Qual è la storia dei font? Dove e quando comincia? E ancora: è più corretto dire “il font” o “la font”? Scopriamolo in questo excursus, che ripercorre l’origine dei caratteri tipografici, arriva alle famiglie di font di epoca moderna e svela alcune curiosità legate ai typeface più usati dai grandi marchi ai nostri giorni…

Calibri o Helvetica? Times New Roman o Garamond? Sarà capitato a chiunque, almeno una volta nella vita, di avere difficoltà nella scelta, perché trovare il font giusto (o la font giusta) è una delicata questione di… “carattere“! In base al messaggio che si vuole trasmettere, al suo mittente e al suo destinatario, l’uno potrebbe infatti essere più indicato dell’altro.

• Elementi memorizzati:
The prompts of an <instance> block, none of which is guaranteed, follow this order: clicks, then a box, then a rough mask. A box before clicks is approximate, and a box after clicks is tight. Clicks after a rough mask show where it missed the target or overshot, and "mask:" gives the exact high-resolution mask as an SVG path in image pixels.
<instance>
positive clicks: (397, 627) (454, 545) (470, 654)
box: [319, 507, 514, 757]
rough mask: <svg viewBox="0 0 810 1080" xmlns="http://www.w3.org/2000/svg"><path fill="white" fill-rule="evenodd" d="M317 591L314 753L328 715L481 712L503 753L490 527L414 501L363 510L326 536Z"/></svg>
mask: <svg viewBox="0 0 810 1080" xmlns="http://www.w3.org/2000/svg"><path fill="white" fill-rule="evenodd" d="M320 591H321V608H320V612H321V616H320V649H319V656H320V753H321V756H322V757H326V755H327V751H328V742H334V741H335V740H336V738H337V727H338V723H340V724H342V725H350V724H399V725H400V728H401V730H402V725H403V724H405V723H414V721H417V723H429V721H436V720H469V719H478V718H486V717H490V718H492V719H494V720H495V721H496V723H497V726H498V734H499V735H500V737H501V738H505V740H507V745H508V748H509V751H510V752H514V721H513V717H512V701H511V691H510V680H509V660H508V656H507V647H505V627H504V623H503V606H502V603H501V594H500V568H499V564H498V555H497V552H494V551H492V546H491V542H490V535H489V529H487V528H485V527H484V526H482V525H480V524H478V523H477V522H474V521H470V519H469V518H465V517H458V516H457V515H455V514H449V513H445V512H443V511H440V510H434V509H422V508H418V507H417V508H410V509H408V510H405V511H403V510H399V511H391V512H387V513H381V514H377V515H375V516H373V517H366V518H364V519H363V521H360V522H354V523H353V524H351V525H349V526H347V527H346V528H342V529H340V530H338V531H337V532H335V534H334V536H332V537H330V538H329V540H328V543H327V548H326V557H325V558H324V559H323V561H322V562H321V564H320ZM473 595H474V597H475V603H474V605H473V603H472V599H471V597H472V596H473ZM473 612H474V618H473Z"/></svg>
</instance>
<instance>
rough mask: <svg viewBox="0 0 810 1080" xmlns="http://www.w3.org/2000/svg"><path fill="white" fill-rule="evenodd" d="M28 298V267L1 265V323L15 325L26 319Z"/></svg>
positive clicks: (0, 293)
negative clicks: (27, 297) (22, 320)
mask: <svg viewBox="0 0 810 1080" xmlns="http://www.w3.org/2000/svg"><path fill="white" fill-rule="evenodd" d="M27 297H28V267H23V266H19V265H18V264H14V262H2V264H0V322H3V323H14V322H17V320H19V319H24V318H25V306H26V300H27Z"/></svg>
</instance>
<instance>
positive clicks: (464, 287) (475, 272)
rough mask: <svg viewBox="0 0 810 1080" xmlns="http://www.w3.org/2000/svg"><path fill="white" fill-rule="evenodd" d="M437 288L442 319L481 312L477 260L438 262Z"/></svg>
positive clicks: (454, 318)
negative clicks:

• Problemi da risolvere:
- 1) Ripeti fedelmente la parte del brano sui font compresa tra "Qual è la storia" e "più indicato dell’altro.", estremi inclusi.
- 2) Rispondi alle seguenti domande sul brano dedicato ai font.
(a) Quali due forme dell'articolo per la parola "font" vengono proposte all'inizio?
(b) Quali due font vengono messi a confronto nella prima domanda del secondo paragrafo?
(c) In base a quali tre fattori un font potrebbe essere più indicato di un altro?
- 3) Scrivi il seguito del brano sulla storia dei font, cominciando subito dopo l'ultima frase.

• Soluzioni dei compiti:
- 1)
Qual è la storia dei font? Dove e quando comincia? E ancora: è più corretto dire “il font” o “la font”? Scopriamolo in questo excursus, che ripercorre l’origine dei caratteri tipografici, arriva alle famiglie di font di epoca moderna e svela alcune curiosità legate ai typeface più usati dai grandi marchi ai nostri giorni…

Calibri o Helvetica? Times New Roman o Garamond? Sarà capitato a chiunque, almeno una volta nella vita, di avere difficoltà nella scelta, perché trovare il font giusto (o la font giusta) è una delicata questione di… “carattere“! In base al messaggio che si vuole trasmettere, al suo mittente e al suo destinatario, l’uno potrebbe infatti essere più indicato dell’altro.

- 2)
(a) "Il font" e "la font".
(b) Calibri e Helvetica.
(c) Il messaggio che si vuole trasmettere, il suo mittente e il suo destinatario.

- 3)
Ecco perché numerose sono le guide cartacee e online che aiutano in questa scelta (da Sei proprio il mio typo a Critica portatile al visual design, da Alfabetiere a Segni e simboli, passando per Fuori di testo, Caratteri, testo, gabbia e Giambattista Bodoni, il manuale tipografico completo, tra le tante), illustrando le caratteristiche dei principali caratteri tipografici e citando molti aneddoti sul design.

Qual è, però, la storia dei font? In quale epoca e in quali aree del mondo affonda le sue radici? E soprattutto: è più corretto dire il font o la font? Scopriamolo in questo excursus.

Il font o la font? La parola alla Crusca

Partiamo dalle basi, ovvero da come definire i caratteri con cui ci relazioniamo ogni giorno, che sia per lavoro o per la nostra semplice attività di lettura, a partire dallo schermo del nostro smartphone, passando per pc e tablet e arrivando poi a quotidiani, documenti ufficiali, libri, riviste, cartelli e chi più ne ha più ne metta.

A dirimere la diatriba è l’Accademia della Crusca, che sul genere grammaticale di font riporta quanto segue: “È preferibile impiegare il maschile font per la terminologia informatica e ripristinare il termine originario femminile fonte per quella tipografica; in questo modo, oltre a mantenere la distinzione semantica connessa ai due ambiti, si renderebbe conto della diversa origine” delle due forme.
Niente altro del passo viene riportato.